··· Given records
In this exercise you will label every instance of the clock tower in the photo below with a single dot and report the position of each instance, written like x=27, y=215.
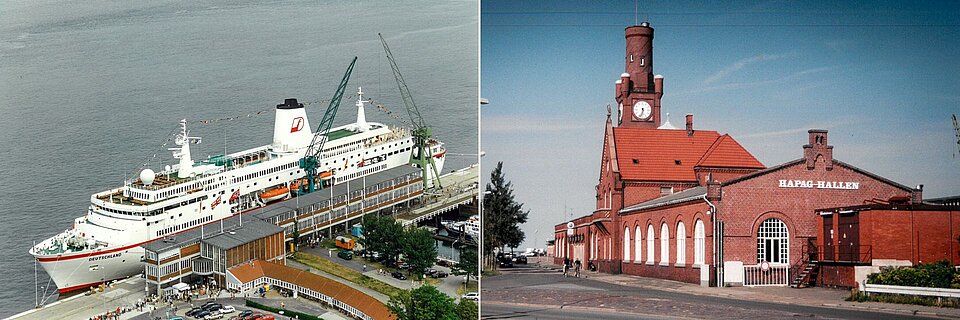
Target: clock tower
x=638, y=90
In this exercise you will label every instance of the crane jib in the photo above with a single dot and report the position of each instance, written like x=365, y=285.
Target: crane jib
x=310, y=160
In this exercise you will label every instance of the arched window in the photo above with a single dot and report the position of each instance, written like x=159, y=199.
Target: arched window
x=650, y=244
x=637, y=253
x=773, y=242
x=681, y=244
x=699, y=242
x=593, y=246
x=664, y=244
x=626, y=244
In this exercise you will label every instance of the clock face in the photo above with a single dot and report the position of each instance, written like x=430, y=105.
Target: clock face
x=641, y=110
x=620, y=113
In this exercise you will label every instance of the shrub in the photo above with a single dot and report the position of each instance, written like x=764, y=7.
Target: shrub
x=939, y=274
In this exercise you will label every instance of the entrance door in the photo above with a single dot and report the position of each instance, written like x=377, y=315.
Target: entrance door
x=848, y=236
x=828, y=248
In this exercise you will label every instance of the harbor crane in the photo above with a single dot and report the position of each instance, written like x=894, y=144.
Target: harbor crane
x=311, y=159
x=956, y=130
x=422, y=134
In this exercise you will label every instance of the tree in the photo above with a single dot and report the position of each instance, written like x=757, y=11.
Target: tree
x=425, y=302
x=502, y=215
x=467, y=309
x=419, y=249
x=383, y=235
x=468, y=263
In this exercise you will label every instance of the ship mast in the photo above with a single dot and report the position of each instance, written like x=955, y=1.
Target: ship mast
x=182, y=152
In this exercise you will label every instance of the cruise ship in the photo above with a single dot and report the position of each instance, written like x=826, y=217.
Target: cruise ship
x=104, y=243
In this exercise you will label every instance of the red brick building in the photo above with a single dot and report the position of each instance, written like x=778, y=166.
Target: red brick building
x=855, y=241
x=663, y=193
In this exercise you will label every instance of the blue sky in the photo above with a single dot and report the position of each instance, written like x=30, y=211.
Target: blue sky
x=883, y=77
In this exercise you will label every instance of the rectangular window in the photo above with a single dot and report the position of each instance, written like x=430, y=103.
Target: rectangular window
x=666, y=191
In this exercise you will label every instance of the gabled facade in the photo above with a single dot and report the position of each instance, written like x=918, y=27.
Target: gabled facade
x=695, y=205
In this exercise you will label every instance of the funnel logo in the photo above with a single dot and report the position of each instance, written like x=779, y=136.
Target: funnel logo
x=297, y=124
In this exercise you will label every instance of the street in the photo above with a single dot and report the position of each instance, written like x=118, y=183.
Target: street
x=531, y=292
x=447, y=285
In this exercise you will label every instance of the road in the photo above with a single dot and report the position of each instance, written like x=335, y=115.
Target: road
x=447, y=285
x=528, y=292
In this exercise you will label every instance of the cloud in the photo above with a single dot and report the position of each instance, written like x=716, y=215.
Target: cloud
x=736, y=66
x=839, y=123
x=516, y=124
x=754, y=84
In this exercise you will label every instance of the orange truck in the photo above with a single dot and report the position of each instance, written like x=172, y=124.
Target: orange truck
x=345, y=243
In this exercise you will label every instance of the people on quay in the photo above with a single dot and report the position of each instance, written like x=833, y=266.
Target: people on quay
x=576, y=268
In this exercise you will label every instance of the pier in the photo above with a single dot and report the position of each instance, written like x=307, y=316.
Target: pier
x=460, y=187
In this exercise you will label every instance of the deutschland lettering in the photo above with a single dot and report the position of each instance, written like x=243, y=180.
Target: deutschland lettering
x=105, y=257
x=841, y=185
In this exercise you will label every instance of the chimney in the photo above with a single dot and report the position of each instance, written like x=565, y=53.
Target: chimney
x=658, y=85
x=817, y=149
x=916, y=196
x=619, y=88
x=624, y=83
x=713, y=189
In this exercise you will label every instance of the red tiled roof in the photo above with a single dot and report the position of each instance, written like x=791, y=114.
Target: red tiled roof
x=250, y=271
x=658, y=151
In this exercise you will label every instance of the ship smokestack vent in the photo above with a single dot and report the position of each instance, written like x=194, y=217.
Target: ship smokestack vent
x=290, y=103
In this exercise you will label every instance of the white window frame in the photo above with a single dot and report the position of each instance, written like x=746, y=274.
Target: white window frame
x=626, y=243
x=664, y=244
x=681, y=244
x=650, y=257
x=774, y=233
x=637, y=242
x=699, y=243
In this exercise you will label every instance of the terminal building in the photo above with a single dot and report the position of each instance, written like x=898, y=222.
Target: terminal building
x=694, y=205
x=209, y=250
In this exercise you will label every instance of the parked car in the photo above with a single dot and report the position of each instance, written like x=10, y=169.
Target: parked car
x=193, y=311
x=211, y=306
x=520, y=259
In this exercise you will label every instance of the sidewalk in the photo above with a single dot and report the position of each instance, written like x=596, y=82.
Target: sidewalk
x=816, y=296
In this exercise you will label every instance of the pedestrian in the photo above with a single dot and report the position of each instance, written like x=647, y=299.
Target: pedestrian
x=576, y=267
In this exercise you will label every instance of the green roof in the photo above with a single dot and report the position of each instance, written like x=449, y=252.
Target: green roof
x=342, y=133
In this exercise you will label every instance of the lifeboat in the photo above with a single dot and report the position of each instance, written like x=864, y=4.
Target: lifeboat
x=274, y=194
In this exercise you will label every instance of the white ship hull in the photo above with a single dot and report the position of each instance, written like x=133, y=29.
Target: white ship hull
x=80, y=273
x=104, y=244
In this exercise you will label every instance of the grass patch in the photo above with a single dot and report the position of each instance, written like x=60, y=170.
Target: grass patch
x=345, y=273
x=286, y=312
x=905, y=299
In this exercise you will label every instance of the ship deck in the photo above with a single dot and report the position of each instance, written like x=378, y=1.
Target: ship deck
x=342, y=133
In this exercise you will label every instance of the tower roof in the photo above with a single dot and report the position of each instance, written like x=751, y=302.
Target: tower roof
x=672, y=155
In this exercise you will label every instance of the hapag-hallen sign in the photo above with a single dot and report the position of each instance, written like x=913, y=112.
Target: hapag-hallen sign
x=842, y=185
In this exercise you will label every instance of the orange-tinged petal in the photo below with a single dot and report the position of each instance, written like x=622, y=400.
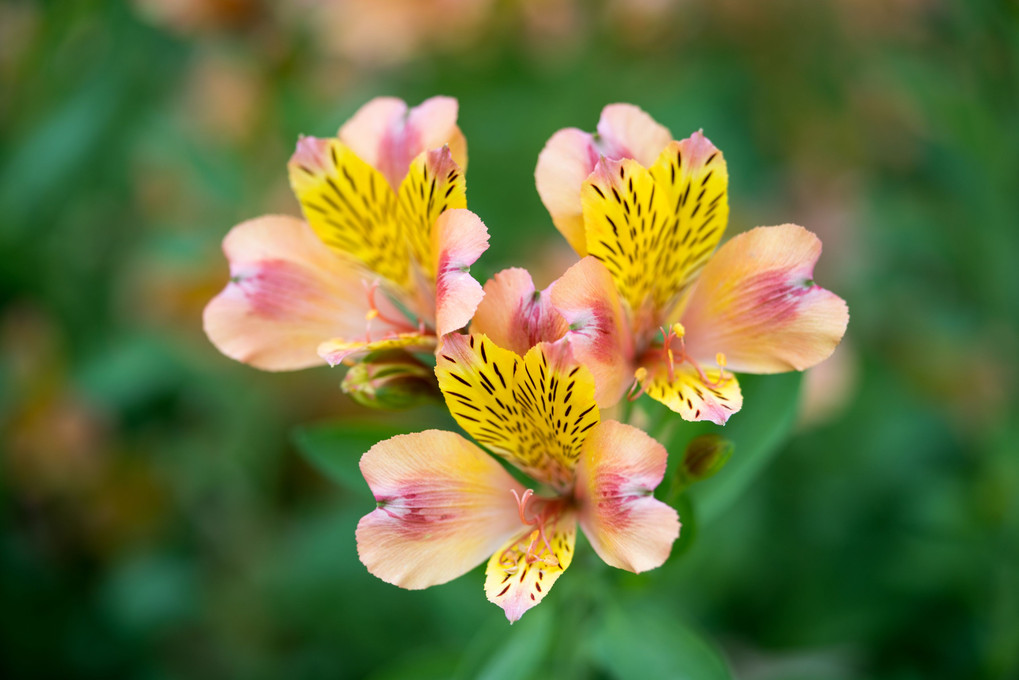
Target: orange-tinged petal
x=599, y=333
x=713, y=396
x=534, y=411
x=444, y=506
x=562, y=166
x=757, y=304
x=570, y=156
x=287, y=293
x=619, y=470
x=516, y=582
x=337, y=350
x=350, y=206
x=388, y=137
x=433, y=185
x=460, y=238
x=515, y=315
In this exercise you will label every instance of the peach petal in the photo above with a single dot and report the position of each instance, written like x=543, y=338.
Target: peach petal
x=570, y=156
x=443, y=507
x=599, y=332
x=387, y=136
x=617, y=475
x=287, y=293
x=460, y=239
x=517, y=316
x=756, y=303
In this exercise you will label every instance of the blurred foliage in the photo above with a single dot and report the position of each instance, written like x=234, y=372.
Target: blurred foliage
x=157, y=520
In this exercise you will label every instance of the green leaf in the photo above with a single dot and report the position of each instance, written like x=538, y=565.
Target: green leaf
x=504, y=651
x=757, y=432
x=637, y=641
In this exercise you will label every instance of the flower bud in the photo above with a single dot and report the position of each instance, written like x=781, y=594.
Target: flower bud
x=705, y=455
x=390, y=379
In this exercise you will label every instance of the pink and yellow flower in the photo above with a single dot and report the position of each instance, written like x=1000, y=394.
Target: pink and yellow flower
x=656, y=306
x=380, y=260
x=444, y=506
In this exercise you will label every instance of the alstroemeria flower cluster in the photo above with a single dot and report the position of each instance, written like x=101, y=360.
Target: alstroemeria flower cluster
x=380, y=260
x=379, y=268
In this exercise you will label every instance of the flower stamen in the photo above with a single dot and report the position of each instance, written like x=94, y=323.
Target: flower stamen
x=536, y=541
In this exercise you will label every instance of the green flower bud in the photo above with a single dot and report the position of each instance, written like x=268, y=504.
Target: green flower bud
x=705, y=455
x=390, y=379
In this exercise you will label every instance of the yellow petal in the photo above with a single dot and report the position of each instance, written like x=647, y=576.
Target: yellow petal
x=433, y=185
x=569, y=157
x=695, y=398
x=517, y=583
x=535, y=411
x=694, y=178
x=654, y=228
x=351, y=206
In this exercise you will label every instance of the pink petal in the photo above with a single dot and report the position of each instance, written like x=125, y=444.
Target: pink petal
x=570, y=156
x=287, y=293
x=756, y=303
x=516, y=316
x=628, y=132
x=388, y=137
x=599, y=332
x=460, y=239
x=444, y=506
x=619, y=470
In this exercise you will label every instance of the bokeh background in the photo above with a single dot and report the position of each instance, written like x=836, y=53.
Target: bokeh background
x=167, y=513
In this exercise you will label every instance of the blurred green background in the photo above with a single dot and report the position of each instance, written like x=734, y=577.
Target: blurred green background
x=168, y=513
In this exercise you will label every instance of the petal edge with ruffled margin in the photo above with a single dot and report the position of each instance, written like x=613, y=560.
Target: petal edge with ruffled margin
x=569, y=157
x=460, y=238
x=599, y=332
x=287, y=293
x=515, y=315
x=756, y=303
x=387, y=136
x=444, y=506
x=517, y=585
x=618, y=472
x=713, y=397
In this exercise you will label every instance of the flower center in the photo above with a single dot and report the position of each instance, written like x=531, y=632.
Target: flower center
x=676, y=358
x=533, y=546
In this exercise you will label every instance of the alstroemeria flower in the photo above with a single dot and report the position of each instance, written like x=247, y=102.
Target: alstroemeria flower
x=381, y=261
x=444, y=506
x=654, y=306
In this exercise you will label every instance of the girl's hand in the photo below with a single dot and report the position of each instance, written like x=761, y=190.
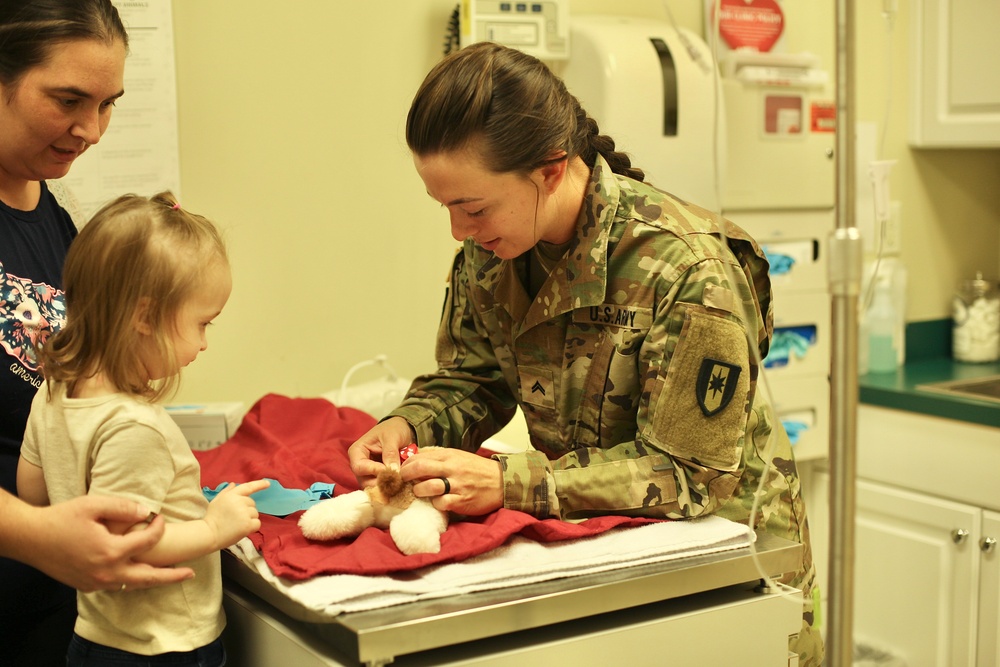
······
Task item –
The answer should be a single number: how many lines of the entries hold "below".

Solution for this task –
3